EXERCISE: According to the text on fly embryo polarity, which gene controls embryo polarity in the midge Chironomus?

DOCUMENT SECTION:

◇ ◇ ◇ ◇ ◇

Animals have many genes in common, but up to one third of the genes in a given species are only found in that species or its close relatives. One might think that those “orphan genes” are what truly distinguish a species, i.e., genes that control the body shape, size, or behavior. But a new study by scientists from the University of Chicago shows how even genes with a fundamental role early development of an embryo can change over relatively short time without changing the resulting body parts and functions of the fly.
One of the most consequential developments in the life of an insect is determining its polarity, or which end of an egg will develop the head and which will develop the tail. In Drosophila, the common fruit fly studied as a model species by biologists the world over, a gene called bicoid controls embryo polarity. The gene produces messenger RNA that congregates in one end of the egg, which becomes the head. In another type of fly, the common midge Chironomus, a gene called panish fills this role. The bicoid and panish genes are dedicated to establishing embryo polarity. Most fly species don’t have these genes, though, and yet they all manage to produce offspring with a head and tail. So, how did these new genes acquire the job of controlling embryo polarity?
In a new study published in eLife, biologist Urs Schmidt-Ott, PhD, and his collaborators, including Yoseop Yoon, a graduate student in Schmidt-Ott’s lab and first author of the study, identified three older genes that adopted this function in other fly species. They found genes with other, unrelated functions took on the job of establishing head-to-tail polarity in developing embryos by stashing their RNA in the anterior end of the egg (the part that ultimately forms the head).

◇ ◇ ◇ ◇ ◇

RECORD EXCERPTS:
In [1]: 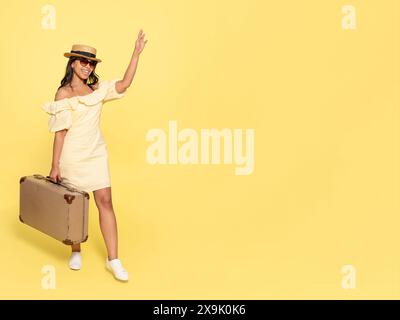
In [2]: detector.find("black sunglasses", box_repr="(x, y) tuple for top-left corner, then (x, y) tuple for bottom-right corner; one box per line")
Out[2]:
(75, 58), (97, 68)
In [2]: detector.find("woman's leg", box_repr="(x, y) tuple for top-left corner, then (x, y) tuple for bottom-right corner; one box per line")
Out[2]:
(71, 243), (81, 252)
(93, 187), (118, 260)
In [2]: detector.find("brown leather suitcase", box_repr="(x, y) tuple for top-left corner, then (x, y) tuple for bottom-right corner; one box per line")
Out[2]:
(19, 174), (89, 245)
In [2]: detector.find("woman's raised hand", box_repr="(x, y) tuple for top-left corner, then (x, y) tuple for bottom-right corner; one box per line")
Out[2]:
(134, 29), (147, 55)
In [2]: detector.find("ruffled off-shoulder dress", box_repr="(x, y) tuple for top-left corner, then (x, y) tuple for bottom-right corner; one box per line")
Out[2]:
(42, 79), (126, 192)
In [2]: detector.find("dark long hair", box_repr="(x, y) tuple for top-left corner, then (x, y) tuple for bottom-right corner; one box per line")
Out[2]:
(58, 57), (99, 90)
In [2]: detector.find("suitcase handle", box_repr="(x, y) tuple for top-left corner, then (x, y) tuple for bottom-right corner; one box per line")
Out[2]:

◇ ◇ ◇ ◇ ◇

OUTPUT FOR THIS EXERCISE: A gene called panish.